> _Working data_:
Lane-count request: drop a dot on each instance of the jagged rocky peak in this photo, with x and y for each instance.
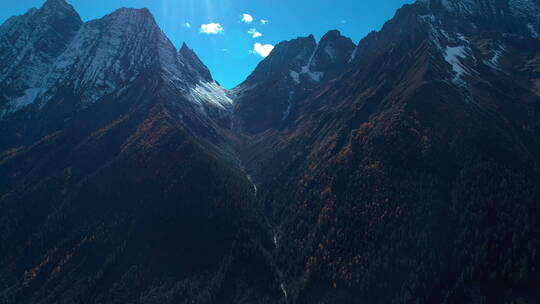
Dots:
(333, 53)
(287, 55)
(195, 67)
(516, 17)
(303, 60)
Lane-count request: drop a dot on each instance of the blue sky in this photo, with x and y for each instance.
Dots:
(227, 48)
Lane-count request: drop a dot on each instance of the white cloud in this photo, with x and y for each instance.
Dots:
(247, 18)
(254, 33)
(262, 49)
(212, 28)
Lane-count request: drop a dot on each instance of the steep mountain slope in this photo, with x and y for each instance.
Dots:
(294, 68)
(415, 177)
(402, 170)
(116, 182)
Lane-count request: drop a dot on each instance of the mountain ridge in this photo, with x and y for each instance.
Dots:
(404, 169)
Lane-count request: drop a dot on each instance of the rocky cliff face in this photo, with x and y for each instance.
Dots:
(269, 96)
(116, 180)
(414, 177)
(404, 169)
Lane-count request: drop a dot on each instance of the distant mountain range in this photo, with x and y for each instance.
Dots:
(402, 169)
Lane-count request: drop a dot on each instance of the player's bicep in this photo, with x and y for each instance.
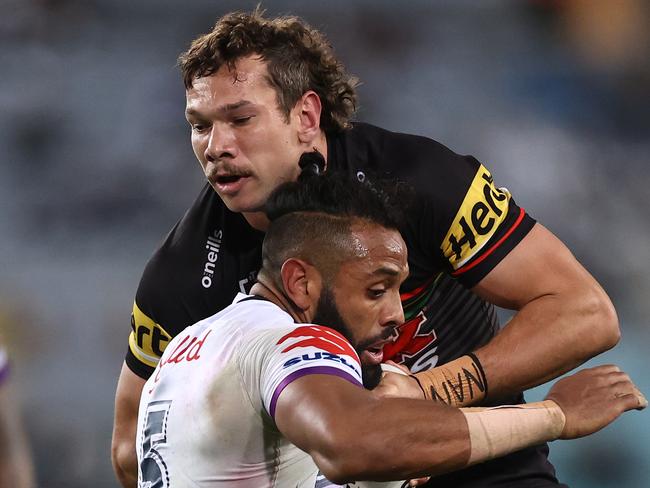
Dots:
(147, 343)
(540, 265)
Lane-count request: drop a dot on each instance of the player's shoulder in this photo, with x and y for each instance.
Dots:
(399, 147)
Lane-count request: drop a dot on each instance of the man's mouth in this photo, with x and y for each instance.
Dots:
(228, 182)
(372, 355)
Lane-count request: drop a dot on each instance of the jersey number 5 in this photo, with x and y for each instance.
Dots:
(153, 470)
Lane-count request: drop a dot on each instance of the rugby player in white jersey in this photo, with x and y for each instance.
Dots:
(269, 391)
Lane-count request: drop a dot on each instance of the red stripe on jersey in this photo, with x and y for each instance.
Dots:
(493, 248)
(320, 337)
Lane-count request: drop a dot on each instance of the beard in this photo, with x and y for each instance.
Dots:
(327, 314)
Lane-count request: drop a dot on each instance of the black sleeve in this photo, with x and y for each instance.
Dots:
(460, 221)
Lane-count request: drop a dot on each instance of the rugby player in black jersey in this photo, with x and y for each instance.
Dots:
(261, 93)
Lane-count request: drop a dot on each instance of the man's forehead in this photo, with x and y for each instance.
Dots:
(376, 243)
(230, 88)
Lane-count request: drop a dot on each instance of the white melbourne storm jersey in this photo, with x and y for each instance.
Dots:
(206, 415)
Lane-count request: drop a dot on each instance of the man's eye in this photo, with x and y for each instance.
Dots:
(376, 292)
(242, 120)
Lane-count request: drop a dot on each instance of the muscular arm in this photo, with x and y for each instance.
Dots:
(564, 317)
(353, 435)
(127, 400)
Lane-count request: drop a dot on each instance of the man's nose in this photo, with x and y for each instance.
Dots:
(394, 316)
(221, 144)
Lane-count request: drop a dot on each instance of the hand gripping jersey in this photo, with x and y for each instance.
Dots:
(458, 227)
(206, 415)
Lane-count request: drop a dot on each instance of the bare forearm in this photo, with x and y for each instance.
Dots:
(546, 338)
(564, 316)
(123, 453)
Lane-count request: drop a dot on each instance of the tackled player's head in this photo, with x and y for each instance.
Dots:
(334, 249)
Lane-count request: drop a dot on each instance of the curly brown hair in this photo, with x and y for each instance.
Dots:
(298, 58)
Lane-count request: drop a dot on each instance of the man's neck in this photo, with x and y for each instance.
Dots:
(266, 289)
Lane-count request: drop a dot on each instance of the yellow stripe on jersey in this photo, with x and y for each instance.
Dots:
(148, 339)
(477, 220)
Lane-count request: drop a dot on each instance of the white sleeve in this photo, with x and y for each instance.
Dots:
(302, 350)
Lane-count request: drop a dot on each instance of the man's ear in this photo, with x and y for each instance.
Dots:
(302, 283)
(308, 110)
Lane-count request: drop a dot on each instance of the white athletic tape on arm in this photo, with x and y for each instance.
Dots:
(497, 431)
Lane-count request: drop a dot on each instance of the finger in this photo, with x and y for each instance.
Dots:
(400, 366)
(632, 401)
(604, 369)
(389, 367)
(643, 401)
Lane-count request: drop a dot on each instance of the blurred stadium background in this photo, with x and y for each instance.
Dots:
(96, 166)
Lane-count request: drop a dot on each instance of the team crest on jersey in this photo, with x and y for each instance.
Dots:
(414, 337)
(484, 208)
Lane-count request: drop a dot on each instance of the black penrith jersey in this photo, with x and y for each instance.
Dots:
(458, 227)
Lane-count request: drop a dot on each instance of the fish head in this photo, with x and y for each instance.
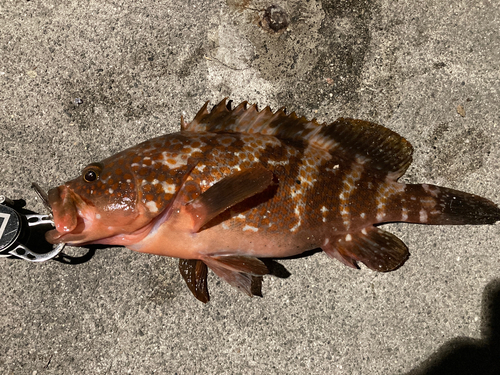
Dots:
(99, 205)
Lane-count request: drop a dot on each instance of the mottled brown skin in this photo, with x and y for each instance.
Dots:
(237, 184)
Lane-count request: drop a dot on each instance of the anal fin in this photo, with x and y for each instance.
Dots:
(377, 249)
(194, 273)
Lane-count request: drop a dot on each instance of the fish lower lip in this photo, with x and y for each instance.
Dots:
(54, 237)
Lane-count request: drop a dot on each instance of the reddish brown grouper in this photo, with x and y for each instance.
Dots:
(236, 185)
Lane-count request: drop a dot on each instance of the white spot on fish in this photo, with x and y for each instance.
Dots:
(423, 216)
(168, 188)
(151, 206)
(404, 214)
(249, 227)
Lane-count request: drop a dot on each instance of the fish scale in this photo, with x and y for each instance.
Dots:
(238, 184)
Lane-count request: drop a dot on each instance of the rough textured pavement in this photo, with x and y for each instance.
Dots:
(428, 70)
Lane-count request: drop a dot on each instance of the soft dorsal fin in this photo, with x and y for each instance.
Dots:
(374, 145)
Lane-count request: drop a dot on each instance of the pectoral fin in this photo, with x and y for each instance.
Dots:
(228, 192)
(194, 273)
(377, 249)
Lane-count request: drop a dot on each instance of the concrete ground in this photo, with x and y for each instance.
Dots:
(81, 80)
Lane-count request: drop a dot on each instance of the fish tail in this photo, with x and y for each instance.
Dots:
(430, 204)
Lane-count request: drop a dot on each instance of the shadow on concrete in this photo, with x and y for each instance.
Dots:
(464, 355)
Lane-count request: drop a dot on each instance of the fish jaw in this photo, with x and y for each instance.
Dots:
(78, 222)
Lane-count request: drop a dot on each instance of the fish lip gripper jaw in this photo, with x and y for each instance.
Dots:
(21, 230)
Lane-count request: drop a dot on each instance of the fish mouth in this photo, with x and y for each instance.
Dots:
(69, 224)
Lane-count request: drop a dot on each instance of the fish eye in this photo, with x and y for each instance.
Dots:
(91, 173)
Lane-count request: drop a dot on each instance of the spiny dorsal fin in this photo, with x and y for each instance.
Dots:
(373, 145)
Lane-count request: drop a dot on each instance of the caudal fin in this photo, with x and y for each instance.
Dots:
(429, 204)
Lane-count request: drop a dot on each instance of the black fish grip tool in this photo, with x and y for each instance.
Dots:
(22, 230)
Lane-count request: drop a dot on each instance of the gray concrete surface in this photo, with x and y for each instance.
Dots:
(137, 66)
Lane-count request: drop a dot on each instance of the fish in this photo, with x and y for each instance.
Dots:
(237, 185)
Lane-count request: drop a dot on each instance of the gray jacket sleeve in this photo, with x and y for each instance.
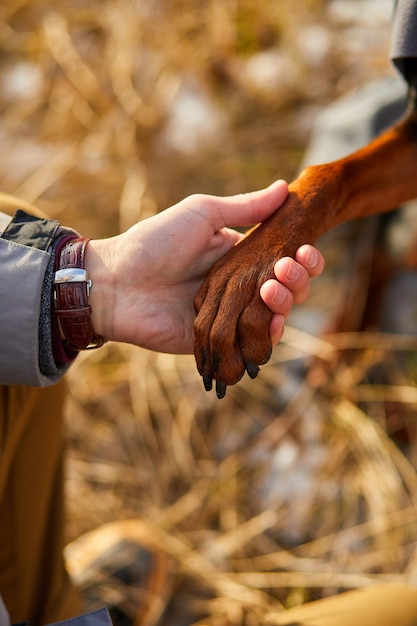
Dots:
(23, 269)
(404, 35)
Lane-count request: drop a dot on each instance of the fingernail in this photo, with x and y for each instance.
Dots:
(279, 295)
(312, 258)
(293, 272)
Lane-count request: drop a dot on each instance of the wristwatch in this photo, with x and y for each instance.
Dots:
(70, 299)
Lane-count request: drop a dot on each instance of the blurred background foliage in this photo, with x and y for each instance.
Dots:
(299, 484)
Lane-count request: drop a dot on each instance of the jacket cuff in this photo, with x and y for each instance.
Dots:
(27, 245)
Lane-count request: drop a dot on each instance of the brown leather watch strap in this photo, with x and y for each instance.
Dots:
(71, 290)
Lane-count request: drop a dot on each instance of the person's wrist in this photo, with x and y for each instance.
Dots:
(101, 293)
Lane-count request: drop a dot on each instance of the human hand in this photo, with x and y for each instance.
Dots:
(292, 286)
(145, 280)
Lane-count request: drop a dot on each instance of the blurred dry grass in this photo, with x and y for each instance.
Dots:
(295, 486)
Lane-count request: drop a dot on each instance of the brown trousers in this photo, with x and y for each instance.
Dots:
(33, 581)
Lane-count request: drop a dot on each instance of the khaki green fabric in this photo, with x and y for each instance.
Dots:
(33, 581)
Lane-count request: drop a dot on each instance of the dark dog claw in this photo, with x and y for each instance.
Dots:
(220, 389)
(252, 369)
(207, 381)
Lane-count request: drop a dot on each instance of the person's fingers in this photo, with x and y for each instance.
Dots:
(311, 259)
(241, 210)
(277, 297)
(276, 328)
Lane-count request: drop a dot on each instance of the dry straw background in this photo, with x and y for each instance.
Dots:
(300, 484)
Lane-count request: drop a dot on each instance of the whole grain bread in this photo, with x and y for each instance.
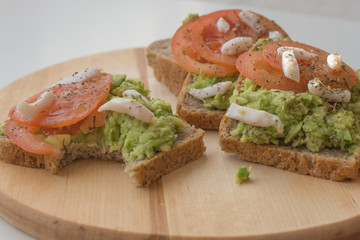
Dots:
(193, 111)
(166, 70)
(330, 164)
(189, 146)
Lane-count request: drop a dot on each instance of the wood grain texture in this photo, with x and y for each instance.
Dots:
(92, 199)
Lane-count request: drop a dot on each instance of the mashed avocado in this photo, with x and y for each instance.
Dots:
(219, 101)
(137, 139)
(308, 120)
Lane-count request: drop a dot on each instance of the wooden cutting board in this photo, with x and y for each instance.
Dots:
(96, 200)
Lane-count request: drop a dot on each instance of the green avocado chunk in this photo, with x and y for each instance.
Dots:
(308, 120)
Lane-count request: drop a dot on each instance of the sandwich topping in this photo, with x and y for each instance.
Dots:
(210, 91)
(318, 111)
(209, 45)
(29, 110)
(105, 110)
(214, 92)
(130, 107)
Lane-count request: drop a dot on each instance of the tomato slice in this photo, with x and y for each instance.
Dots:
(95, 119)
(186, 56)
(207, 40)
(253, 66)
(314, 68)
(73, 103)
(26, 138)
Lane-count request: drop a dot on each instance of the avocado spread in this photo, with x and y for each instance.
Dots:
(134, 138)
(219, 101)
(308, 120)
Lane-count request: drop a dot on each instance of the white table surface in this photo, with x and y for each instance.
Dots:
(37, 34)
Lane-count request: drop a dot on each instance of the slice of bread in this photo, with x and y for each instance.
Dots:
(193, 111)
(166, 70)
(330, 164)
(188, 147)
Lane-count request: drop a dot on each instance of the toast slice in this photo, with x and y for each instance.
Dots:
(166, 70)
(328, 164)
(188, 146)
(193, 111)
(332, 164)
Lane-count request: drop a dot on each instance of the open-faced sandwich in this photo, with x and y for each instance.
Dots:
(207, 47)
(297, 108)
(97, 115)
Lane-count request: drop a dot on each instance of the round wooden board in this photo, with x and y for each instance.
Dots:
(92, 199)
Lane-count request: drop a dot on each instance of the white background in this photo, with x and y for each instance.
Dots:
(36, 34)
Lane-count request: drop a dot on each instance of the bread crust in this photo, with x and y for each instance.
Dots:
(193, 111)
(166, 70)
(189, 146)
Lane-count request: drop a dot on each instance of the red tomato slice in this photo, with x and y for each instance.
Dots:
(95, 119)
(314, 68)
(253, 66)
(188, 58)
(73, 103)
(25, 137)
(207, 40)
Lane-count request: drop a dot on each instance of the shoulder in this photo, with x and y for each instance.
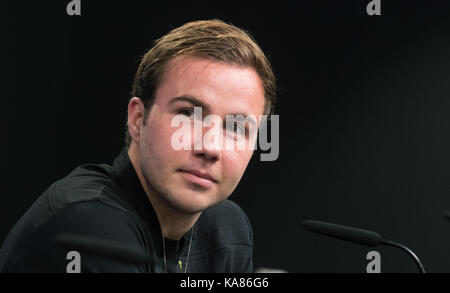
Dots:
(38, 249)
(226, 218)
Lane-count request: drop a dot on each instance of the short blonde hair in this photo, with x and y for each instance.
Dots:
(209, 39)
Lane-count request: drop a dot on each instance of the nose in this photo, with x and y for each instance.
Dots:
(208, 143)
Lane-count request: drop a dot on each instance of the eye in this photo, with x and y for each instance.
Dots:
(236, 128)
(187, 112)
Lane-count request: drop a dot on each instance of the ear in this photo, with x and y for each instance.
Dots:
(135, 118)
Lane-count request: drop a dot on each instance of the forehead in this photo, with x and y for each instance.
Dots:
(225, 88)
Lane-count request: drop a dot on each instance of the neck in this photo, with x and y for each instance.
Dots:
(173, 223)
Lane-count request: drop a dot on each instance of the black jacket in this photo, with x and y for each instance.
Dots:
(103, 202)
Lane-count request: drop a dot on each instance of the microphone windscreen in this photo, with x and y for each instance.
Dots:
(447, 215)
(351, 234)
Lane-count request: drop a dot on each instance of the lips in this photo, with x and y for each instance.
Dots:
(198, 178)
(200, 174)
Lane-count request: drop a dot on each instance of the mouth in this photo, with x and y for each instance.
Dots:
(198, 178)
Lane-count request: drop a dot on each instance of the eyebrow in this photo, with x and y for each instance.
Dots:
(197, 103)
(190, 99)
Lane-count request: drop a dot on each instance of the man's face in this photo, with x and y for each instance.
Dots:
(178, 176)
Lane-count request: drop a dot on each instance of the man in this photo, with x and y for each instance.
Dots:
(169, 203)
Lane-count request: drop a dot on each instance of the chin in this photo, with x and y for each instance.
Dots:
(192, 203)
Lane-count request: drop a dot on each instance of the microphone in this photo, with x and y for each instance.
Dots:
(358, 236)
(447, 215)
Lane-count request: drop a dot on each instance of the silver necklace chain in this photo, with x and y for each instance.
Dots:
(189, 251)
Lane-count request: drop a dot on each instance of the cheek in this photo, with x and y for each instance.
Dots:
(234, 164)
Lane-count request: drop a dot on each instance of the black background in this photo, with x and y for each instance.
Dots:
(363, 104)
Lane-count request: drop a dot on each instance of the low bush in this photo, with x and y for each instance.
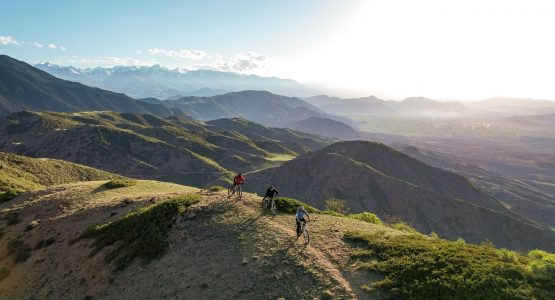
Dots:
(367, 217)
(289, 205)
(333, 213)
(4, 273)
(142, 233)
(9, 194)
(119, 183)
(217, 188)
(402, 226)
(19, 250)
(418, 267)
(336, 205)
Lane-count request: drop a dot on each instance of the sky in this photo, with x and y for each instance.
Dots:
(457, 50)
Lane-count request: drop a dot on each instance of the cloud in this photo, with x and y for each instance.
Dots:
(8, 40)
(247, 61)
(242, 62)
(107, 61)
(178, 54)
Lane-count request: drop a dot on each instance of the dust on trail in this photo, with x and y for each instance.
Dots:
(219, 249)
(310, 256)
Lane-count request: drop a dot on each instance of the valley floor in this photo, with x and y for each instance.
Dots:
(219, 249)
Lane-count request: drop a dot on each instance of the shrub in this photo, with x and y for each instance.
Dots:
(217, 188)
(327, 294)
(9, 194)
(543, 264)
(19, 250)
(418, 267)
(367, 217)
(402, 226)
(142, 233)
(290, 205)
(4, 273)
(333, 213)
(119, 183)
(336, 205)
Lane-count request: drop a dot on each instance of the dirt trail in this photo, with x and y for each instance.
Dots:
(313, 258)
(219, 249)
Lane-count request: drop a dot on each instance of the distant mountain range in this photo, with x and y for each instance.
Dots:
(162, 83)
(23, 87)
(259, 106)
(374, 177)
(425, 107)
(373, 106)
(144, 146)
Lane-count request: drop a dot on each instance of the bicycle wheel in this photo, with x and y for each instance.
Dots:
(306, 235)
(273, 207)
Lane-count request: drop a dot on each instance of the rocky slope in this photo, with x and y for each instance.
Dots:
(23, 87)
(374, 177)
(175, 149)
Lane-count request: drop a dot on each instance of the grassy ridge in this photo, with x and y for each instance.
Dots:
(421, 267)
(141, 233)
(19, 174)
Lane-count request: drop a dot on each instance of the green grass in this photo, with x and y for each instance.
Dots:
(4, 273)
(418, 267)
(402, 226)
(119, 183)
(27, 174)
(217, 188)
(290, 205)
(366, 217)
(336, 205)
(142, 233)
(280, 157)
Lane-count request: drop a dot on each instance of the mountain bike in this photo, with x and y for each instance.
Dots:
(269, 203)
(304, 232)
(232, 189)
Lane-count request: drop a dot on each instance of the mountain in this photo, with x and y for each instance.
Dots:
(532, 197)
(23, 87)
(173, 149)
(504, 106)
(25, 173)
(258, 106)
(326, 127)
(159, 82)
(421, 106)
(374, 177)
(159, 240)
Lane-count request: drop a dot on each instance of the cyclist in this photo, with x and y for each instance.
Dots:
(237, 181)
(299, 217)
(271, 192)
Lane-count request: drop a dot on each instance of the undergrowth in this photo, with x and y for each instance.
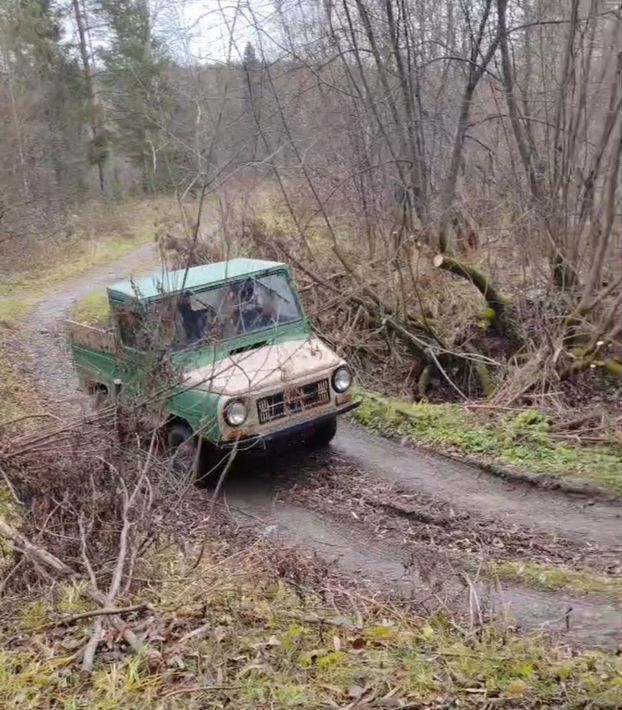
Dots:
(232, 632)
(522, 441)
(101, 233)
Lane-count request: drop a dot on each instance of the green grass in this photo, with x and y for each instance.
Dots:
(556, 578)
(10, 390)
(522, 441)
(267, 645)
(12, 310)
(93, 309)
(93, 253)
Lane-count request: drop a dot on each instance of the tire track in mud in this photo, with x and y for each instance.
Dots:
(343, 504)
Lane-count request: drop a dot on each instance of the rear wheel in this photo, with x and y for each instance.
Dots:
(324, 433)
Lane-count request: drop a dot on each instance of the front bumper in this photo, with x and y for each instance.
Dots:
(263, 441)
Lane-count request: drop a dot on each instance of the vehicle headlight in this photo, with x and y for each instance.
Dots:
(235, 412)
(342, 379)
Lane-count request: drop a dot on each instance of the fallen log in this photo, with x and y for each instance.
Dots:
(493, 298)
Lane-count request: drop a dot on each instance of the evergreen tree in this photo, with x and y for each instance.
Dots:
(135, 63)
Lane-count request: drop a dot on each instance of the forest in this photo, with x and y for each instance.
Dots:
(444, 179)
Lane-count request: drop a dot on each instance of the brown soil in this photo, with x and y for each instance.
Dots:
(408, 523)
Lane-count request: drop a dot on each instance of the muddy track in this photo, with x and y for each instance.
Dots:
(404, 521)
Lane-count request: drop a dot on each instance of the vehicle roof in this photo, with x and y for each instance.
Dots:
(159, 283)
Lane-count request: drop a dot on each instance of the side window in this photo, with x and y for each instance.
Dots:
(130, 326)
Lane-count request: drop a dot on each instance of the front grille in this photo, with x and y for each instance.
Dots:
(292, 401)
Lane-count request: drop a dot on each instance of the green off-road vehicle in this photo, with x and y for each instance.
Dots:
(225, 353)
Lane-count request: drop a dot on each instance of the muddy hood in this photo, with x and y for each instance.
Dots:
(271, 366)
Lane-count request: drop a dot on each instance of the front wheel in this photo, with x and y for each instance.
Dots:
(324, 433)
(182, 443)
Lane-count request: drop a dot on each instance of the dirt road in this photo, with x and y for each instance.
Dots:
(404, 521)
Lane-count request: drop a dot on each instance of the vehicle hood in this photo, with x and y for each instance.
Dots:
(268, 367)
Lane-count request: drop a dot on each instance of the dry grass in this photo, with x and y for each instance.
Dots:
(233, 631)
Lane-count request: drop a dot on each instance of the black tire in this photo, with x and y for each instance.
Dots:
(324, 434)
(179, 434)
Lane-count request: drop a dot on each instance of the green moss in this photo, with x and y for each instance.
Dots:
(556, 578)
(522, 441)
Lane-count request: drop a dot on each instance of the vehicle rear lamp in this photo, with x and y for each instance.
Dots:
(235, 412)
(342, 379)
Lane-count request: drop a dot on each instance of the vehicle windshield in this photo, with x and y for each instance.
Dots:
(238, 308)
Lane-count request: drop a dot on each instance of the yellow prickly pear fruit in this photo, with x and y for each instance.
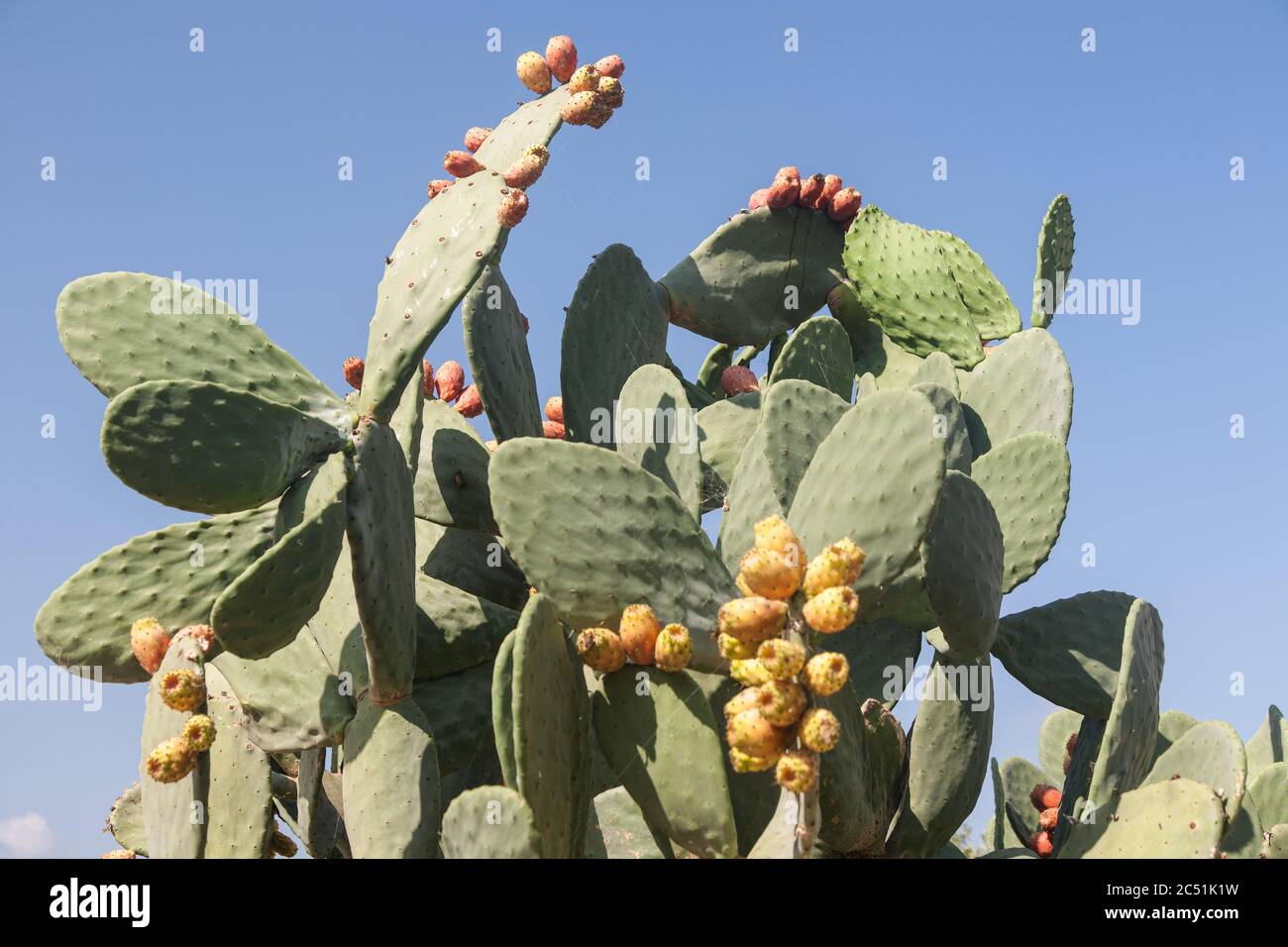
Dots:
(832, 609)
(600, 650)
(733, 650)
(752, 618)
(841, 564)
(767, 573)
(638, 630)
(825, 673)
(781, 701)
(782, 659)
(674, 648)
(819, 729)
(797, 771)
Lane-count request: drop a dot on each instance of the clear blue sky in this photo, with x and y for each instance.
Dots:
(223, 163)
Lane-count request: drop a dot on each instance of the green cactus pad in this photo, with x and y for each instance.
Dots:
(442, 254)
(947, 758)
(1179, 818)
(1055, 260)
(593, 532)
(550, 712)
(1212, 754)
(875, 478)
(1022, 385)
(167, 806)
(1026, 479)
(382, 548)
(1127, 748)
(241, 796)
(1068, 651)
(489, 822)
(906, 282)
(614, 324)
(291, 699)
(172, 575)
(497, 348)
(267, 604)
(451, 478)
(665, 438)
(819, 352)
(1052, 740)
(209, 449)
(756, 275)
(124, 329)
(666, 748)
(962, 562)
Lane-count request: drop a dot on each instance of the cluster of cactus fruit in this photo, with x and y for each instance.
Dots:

> _The task_:
Can you swap "cactus fruit" for "prickly pear fruit" in the lines running from the one containing "Lane-count request: drop a dot on each instance of the cluster" through the end of the records, and give back only those lines with nothing else altered?

> _Exercise response_:
Lane-count request: drop a dot on each instance of the cluster of prickly pear fruit in this photo, with x and y for each instance.
Dots:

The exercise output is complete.